Excerpts of pointing data:
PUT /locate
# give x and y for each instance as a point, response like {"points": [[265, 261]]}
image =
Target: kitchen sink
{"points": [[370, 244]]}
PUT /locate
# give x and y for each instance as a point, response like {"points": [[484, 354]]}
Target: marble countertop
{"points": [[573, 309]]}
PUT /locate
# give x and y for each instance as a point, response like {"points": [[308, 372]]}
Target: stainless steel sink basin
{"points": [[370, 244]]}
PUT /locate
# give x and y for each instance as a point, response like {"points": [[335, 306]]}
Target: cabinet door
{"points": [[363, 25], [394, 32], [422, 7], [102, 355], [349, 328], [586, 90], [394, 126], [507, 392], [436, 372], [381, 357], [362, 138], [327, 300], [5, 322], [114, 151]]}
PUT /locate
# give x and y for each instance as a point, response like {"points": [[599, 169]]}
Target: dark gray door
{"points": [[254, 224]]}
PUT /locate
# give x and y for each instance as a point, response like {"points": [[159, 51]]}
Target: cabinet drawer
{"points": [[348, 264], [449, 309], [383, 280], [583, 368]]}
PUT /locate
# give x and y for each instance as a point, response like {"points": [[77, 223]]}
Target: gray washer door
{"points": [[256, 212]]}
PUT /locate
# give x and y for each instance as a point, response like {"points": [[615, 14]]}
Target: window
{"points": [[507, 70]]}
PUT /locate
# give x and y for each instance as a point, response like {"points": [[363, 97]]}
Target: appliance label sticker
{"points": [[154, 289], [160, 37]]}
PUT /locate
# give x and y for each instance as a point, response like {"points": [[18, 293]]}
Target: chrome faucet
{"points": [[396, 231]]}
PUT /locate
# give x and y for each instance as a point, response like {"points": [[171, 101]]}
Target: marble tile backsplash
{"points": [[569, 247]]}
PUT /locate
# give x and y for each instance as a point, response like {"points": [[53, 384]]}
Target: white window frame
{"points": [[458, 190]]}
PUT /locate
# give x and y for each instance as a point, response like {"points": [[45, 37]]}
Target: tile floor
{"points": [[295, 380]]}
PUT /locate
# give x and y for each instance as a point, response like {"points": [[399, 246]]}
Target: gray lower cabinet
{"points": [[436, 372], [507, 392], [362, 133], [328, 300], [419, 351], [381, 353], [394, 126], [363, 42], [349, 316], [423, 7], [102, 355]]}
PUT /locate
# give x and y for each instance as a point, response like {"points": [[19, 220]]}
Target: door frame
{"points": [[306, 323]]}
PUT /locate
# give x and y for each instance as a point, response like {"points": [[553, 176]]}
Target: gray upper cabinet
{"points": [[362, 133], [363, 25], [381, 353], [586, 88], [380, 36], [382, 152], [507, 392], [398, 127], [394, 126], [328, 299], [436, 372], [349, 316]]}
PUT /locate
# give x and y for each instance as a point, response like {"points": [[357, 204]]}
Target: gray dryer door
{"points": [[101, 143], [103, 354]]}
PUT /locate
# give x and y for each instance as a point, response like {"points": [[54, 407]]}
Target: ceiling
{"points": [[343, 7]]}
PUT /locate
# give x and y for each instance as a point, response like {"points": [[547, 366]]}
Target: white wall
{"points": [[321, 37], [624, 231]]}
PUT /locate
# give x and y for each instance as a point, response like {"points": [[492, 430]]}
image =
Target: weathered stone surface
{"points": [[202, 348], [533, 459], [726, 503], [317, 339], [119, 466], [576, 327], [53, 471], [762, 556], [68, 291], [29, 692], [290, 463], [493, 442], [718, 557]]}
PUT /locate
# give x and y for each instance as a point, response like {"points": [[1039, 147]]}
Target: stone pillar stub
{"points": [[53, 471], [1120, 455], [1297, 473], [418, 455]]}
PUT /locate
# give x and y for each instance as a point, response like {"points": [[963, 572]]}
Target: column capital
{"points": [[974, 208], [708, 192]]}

Work to complete: Output each entry precisely as given.

Answer for this exercise:
PUT /locate
# give x and y for each instance as a point, response like {"points": [[265, 261]]}
image =
Target: kitchen sink
{"points": [[370, 244]]}
PUT /locate
# give x and y for each instance as a point, response like {"points": [[484, 354]]}
Target: marble countertop
{"points": [[573, 309]]}
PUT /locate
# give x and y for each instance as a point, response like {"points": [[308, 372]]}
Target: stainless steel sink basin
{"points": [[370, 244]]}
PUT /locate
# give x and y for each instance as a point, response like {"points": [[335, 306]]}
Target: cabinet door
{"points": [[363, 25], [394, 32], [422, 7], [102, 355], [349, 328], [586, 90], [394, 126], [507, 392], [436, 372], [381, 357], [362, 138], [327, 300], [5, 322], [114, 151]]}
PUT /locate
# give x and y for each instance as a point, response like {"points": [[599, 169]]}
Target: dark gray door
{"points": [[254, 224]]}
PUT /locate
# give x and y for each instance as a point, response like {"points": [[159, 51]]}
Target: cabinet drawer
{"points": [[348, 264], [449, 309], [383, 280], [583, 368]]}
PUT /locate
# give x and y for each instance as a point, response like {"points": [[77, 223]]}
Target: gray washer door
{"points": [[256, 212]]}
PUT /locate
# give x and y for each instance as a point, response like {"points": [[615, 14]]}
Target: window
{"points": [[507, 70]]}
PUT /locate
# give x and y for each instance as a point, response like {"points": [[363, 97]]}
Target: appliance label sticker
{"points": [[154, 289], [160, 37]]}
PUT /locate
# give x and y for each instance as a point, response like {"points": [[18, 293]]}
Target: chrome faucet
{"points": [[396, 231]]}
PUT /locate
# give x and y for each instance as a point, response like {"points": [[171, 101]]}
Target: marble tile backsplash
{"points": [[569, 247]]}
PUT /locate
# give x and y for each instance as a point, response like {"points": [[53, 384]]}
Target: white window frame
{"points": [[458, 190]]}
PUT /locate
# give x and y for each instance as a point, response like {"points": [[45, 37]]}
Target: tile floor
{"points": [[295, 380]]}
PUT /locate
# give x and y for each instance as a point, response like {"points": [[399, 246]]}
Target: gray lower cabinet
{"points": [[436, 372], [507, 392], [362, 133], [328, 300], [419, 351], [381, 353], [394, 126], [363, 42], [349, 316], [423, 7], [102, 355]]}
PUT /locate
# give x and y for each instance as a point, response like {"points": [[19, 220]]}
Target: door frame
{"points": [[306, 323]]}
PUT /locate
# give x and y for each instance as a point, response like {"points": [[553, 176]]}
Target: gray upper cabinet
{"points": [[362, 133], [363, 25], [381, 353], [586, 88], [380, 36], [382, 152], [507, 392], [398, 127], [394, 126], [328, 299], [436, 372], [349, 316]]}
PUT /locate
# give x and y for each instance as a point, response like {"points": [[357, 204]]}
Target: gray dryer door
{"points": [[101, 143], [103, 354]]}
PUT /locate
# give x and y for each instance as a point, response like {"points": [[54, 407]]}
Target: ceiling
{"points": [[343, 7]]}
PUT /locate
# give x and y for each instance as a point, response like {"points": [[547, 366]]}
Target: white wall
{"points": [[321, 37], [624, 231]]}
PUT /locate
# give x and y for each instance as a point, response like {"points": [[492, 430]]}
image =
Target: weathered stone surface
{"points": [[202, 348], [533, 459], [726, 503], [317, 339], [119, 466], [576, 327], [53, 471], [762, 556], [68, 291], [29, 692], [290, 463], [493, 442], [718, 557]]}
PUT /locate
# give x and y for each instance as a point, response like {"points": [[1039, 147]]}
Target: stone pillar stub
{"points": [[53, 471], [1120, 455], [1297, 473], [418, 455]]}
PUT /locate
# give x and y for each instance as a point, response like {"points": [[963, 572]]}
Target: column capital
{"points": [[974, 208], [708, 192]]}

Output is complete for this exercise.